• [WHAT YOU HAVE TO DO]
Scan each line of the records for the word "antenna" and extract the ones that have it.
★ ★ ★ ★ ★ ★ ★
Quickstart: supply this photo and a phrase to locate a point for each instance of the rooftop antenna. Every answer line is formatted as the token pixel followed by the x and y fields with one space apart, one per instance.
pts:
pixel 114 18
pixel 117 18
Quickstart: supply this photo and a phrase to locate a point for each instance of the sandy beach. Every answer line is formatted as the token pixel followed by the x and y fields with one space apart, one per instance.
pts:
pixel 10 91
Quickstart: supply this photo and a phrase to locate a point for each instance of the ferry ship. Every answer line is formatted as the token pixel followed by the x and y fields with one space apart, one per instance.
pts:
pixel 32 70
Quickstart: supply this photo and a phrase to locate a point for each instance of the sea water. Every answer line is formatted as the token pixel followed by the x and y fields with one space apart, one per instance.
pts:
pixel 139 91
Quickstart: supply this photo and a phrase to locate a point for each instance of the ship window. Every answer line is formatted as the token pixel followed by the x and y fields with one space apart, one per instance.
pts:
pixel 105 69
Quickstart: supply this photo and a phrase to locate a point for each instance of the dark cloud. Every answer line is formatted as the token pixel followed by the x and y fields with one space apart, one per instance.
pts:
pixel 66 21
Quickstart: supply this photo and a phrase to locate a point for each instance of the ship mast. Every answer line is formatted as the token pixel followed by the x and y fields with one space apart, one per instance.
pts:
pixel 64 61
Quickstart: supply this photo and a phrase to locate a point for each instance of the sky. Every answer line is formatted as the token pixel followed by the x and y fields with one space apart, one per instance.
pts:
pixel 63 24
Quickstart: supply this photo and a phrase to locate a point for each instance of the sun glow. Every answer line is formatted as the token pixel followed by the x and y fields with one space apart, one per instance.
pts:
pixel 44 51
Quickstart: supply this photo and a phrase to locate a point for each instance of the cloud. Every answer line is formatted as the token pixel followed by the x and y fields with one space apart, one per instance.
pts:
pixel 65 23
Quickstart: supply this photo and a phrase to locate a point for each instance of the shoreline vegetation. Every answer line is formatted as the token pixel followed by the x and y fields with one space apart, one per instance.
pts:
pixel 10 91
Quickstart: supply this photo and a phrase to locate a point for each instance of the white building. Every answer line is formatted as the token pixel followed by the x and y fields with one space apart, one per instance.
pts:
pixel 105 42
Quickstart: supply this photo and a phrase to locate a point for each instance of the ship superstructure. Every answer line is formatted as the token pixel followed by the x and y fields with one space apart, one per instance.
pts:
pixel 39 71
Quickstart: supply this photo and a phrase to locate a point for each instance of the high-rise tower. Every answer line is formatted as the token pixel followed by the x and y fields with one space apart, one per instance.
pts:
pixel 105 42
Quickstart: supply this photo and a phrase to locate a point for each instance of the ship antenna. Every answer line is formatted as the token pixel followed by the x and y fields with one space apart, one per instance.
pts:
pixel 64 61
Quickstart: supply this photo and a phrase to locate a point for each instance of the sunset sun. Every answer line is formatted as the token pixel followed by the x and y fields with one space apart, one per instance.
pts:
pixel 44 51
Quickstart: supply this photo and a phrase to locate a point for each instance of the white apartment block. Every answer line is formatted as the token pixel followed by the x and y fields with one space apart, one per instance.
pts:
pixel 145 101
★ ★ ★ ★ ★ ★ ★
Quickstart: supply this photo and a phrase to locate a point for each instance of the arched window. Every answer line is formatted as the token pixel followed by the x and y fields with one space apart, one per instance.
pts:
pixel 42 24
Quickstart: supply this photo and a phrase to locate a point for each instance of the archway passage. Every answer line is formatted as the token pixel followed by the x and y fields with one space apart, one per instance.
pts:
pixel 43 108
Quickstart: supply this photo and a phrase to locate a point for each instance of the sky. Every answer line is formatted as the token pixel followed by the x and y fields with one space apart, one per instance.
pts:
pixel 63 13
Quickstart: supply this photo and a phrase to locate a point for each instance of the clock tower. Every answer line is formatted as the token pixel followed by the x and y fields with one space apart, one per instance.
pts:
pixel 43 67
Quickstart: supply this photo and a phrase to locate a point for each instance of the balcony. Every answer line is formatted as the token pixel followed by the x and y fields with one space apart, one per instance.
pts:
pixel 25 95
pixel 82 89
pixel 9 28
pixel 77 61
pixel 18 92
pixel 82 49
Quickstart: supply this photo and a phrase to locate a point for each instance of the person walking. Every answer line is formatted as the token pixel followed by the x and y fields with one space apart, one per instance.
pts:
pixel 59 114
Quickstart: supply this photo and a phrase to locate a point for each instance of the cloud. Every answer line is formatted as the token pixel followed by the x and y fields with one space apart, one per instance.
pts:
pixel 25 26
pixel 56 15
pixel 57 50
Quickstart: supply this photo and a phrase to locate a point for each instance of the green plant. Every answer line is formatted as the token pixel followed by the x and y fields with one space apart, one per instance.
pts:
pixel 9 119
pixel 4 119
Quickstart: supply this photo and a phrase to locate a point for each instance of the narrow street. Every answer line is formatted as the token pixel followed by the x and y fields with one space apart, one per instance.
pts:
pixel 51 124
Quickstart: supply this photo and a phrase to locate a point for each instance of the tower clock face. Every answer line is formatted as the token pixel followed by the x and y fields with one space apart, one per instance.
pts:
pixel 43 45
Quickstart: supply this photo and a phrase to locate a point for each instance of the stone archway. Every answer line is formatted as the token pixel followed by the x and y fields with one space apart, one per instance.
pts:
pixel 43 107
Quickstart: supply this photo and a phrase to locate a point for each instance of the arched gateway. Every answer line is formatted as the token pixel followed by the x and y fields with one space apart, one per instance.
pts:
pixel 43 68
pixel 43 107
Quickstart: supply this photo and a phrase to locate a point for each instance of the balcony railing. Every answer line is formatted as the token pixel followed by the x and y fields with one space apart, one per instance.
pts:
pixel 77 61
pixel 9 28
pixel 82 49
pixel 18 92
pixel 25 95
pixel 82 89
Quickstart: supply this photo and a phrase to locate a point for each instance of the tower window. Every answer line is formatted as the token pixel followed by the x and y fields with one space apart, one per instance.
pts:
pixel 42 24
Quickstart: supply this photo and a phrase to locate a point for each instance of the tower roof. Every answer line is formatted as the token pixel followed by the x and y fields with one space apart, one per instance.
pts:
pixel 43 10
★ ★ ★ ★ ★ ★ ★
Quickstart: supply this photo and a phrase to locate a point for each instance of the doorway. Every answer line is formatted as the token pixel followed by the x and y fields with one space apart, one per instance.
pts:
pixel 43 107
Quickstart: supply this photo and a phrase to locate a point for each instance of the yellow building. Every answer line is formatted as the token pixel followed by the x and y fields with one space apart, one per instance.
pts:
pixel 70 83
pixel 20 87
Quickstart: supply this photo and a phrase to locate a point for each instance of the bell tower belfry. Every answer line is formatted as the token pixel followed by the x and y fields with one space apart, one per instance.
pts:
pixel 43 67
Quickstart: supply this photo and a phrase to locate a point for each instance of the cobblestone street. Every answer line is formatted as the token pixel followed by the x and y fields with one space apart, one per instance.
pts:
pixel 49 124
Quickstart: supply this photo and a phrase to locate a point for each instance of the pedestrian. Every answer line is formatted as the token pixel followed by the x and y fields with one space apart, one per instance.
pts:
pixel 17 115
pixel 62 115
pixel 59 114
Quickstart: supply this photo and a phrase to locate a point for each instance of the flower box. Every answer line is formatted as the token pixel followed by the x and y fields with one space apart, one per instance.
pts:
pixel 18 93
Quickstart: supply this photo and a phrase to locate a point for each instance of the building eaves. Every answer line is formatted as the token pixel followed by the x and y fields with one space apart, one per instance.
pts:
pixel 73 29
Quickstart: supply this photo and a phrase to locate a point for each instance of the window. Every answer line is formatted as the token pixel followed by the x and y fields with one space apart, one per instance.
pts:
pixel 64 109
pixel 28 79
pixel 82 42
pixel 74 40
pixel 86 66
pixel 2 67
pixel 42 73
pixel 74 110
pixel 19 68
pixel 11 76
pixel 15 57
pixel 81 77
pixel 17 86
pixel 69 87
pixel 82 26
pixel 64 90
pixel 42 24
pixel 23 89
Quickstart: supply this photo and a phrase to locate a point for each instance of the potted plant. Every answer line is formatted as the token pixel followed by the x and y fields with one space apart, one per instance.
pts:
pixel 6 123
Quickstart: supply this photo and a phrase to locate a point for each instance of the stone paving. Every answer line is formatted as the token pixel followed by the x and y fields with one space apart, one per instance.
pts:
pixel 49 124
★ ★ ★ ★ ★ ★ ★
• [RESPONSE AREA]
Quickstart: supply this photo and a phrase to locate a point for each instance of the rooftop antenna. Every answer line is formatted as the token pixel followed by the x and y fields with one space apart, one per instance.
Quickstart: supply this photo and a phrase to locate a point for each instance of the ship antenna. Every answer line is formatted as the token pixel followed by the x and y fields with one space apart, one per instance.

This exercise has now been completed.